# Is Yongnuo YN600EX RT as good as a Canon Speedlite 600EX?



## LovePhotography (Jun 6, 2015)

Is this as good?
Just curious if people have used both.
I have three Canon 550EX, but one of them is on the fritz... 
http://www.ebay.com/itm/Yongnuo-YN600EX-RT-Wireless-HSS-Master-Flash-Speedlite-for-Canon-Diffuser-US-/251862532383?pt=LH_DefaultDomain_0&hash=item3aa42d411f


----------



## sunnyVan (Jun 6, 2015)

I have the YN remote that works fine with my canon 600ex-rt. No personal experience with YN600 ex rt but I heard that there's mixed reviews.


----------



## kphoto99 (Jun 7, 2015)

I have 2 YN660EX and they are well build and work well. Can't compare it to Canon's since I have never seen it.
The 2 Yongnuos were bought at different times, yet are identical.


----------



## Ozarker (Jun 17, 2015)

LovePhotography said:


> Is this as good?
> Just curious if people have used both.
> I have three Canon 550EX, but one of them is on the fritz...
> http://www.ebay.com/itm/Yongnuo-YN600EX-RT-Wireless-HSS-Master-Flash-Speedlite-for-Canon-Diffuser-US-/251862532383?pt=LH_DefaultDomain_0&hash=item3aa42d411f


No.


----------



## andrewflo (Jul 8, 2015)

There are a lot of reviews out there if you Google. 

Seems like the general consensus is:

Build quality is 85% as good
Flash quality is about the same (slightly cooler temperature than Canon though)
Wireless consistency is a little mixed but to sum it up maybe like 90% of Canon
Overall reliability is also mixed, a few here and there sent back faulty units. Just make sure to buy from somewhere that will easily replace if you run into any issues

Overall, it's a tremendous bargain for the price. But if you want the best and most reliable solution, go for the Canon. Personally, I'm in the Yongnuo camp for flashes but have had a lot of misfires with the 560IV + TX since I added a 2nd 560IV and am investigating further to decide if I need to pay the premium for Canon or similar


----------



## bergstrom (Jul 8, 2015)

I bought one and I regret it to be honest!


----------



## archiea (Jul 8, 2015)

I don't have experience with the chinese knock offs, but I do with the canon. I do know that when I got my M3, it immediately worked with my canon 600 ex-rt. Anyone with a budget, its a great way to get into radio strobes, but be aware you are buying a chinese knock off of a japanase made flash, the 600 ex-rt. Japan shares a similar standard of living as we do. China does not. Consider the human cost when you get a "bargain".


----------



## FEBS (Jul 8, 2015)

Yongnuo is very good compared to their price. I don't want to say that the quality level is the same as Canon from which I don't use any flash, but for sure I didn't have any problem with all my Yongnuos. 

I hear people tell that they aren't reliable, however most of them didn't use them, just from hearing on the internet. And please, don't tell that the quality of China is less then from other countries. In every country you will find unreliable products. And China is producing top products for international brands that have their manufacturing plants over there seen the much lower labour cost.

PROVIDED MATERIAL:
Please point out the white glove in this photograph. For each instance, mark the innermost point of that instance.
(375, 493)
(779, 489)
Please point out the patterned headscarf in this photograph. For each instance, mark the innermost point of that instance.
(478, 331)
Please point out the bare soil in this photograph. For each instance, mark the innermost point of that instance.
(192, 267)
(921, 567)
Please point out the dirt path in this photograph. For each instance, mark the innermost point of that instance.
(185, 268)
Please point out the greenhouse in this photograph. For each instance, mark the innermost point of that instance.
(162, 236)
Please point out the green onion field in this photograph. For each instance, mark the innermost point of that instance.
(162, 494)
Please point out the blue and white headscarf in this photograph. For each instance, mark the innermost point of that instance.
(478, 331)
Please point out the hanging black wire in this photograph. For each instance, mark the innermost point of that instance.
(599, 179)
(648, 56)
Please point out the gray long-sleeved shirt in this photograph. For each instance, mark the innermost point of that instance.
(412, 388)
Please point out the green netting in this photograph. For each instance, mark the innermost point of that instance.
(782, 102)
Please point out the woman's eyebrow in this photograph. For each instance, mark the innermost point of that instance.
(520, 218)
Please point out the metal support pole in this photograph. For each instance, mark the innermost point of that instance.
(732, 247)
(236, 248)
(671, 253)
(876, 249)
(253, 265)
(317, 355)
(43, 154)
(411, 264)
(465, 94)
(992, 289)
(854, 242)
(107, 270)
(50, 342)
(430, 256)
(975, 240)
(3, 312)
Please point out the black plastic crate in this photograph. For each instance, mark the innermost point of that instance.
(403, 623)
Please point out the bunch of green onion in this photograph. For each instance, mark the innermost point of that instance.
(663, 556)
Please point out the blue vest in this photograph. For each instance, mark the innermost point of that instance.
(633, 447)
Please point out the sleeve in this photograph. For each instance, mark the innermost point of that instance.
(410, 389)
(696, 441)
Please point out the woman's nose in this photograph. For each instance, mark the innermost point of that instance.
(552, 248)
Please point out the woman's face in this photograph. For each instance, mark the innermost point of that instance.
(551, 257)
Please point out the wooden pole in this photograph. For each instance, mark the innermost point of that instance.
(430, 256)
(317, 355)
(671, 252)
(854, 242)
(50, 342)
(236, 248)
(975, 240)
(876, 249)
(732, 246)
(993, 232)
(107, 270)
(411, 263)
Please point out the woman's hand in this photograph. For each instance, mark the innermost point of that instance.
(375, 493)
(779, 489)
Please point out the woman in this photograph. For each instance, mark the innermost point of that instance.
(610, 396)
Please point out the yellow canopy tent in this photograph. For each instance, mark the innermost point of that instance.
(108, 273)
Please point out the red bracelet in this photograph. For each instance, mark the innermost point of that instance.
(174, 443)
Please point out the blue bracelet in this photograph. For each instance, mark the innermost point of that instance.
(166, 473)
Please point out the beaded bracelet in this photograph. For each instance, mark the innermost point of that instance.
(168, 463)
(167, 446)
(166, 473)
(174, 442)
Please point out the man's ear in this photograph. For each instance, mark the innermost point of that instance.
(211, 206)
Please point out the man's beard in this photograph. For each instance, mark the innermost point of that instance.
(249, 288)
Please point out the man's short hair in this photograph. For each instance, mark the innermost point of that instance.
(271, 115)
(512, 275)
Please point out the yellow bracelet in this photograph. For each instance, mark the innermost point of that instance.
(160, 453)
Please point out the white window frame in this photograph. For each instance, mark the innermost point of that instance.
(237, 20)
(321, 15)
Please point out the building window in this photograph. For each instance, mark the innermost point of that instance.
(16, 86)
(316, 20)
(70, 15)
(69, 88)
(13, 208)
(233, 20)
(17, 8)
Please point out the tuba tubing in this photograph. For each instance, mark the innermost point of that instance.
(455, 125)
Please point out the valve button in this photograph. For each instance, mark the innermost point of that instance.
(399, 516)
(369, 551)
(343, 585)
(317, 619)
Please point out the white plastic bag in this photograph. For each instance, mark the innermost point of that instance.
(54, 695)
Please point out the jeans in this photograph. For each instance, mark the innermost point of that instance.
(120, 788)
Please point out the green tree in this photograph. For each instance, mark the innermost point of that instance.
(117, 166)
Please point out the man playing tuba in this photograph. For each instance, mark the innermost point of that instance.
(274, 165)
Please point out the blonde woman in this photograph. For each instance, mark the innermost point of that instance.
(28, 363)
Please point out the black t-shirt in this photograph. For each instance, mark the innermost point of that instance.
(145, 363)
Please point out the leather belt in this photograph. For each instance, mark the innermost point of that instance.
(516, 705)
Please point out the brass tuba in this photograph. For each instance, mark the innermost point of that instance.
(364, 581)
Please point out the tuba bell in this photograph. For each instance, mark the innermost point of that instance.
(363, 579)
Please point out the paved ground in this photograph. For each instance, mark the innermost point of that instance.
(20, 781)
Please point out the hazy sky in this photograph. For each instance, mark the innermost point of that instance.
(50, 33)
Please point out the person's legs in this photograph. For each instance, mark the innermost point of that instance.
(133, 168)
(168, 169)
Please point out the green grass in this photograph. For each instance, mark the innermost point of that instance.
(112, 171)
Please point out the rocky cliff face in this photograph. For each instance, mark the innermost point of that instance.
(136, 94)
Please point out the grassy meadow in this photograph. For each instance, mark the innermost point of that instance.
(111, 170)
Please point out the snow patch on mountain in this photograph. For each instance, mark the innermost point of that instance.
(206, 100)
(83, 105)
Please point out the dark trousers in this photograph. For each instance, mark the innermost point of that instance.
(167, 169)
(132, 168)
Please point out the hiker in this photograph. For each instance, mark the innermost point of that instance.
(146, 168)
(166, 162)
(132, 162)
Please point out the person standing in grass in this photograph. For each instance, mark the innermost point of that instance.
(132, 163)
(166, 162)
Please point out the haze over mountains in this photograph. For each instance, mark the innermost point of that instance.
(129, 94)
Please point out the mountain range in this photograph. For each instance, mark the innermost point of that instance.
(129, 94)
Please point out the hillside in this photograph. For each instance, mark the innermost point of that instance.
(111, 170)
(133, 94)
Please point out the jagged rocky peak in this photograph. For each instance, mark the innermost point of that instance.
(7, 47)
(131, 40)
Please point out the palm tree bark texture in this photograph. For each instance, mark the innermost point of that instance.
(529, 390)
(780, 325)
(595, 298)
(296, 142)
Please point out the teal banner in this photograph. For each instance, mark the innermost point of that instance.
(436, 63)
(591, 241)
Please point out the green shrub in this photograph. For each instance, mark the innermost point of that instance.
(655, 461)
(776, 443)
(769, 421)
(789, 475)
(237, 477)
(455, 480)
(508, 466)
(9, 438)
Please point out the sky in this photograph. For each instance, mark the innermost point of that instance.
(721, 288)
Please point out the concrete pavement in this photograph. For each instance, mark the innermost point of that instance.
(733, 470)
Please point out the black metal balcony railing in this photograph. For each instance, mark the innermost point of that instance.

DESCRIPTION OF THE TASK: Copy, word for word, the passage of the flash forum thread between "Wireless consistency is" and "to be honest!", inclusive.

WRITTEN RESPONSE:
Wireless consistency is a little mixed but to sum it up maybe like 90% of Canon
Overall reliability is also mixed, a few here and there sent back faulty units. Just make sure to buy from somewhere that will easily replace if you run into any issues

Overall, it's a tremendous bargain for the price. But if you want the best and most reliable solution, go for the Canon. Personally, I'm in the Yongnuo camp for flashes but have had a lot of misfires with the 560IV + TX since I added a 2nd 560IV and am investigating further to decide if I need to pay the premium for Canon or similar


----------



## bergstrom (Jul 8, 2015)

I bought one and I regret it to be honest!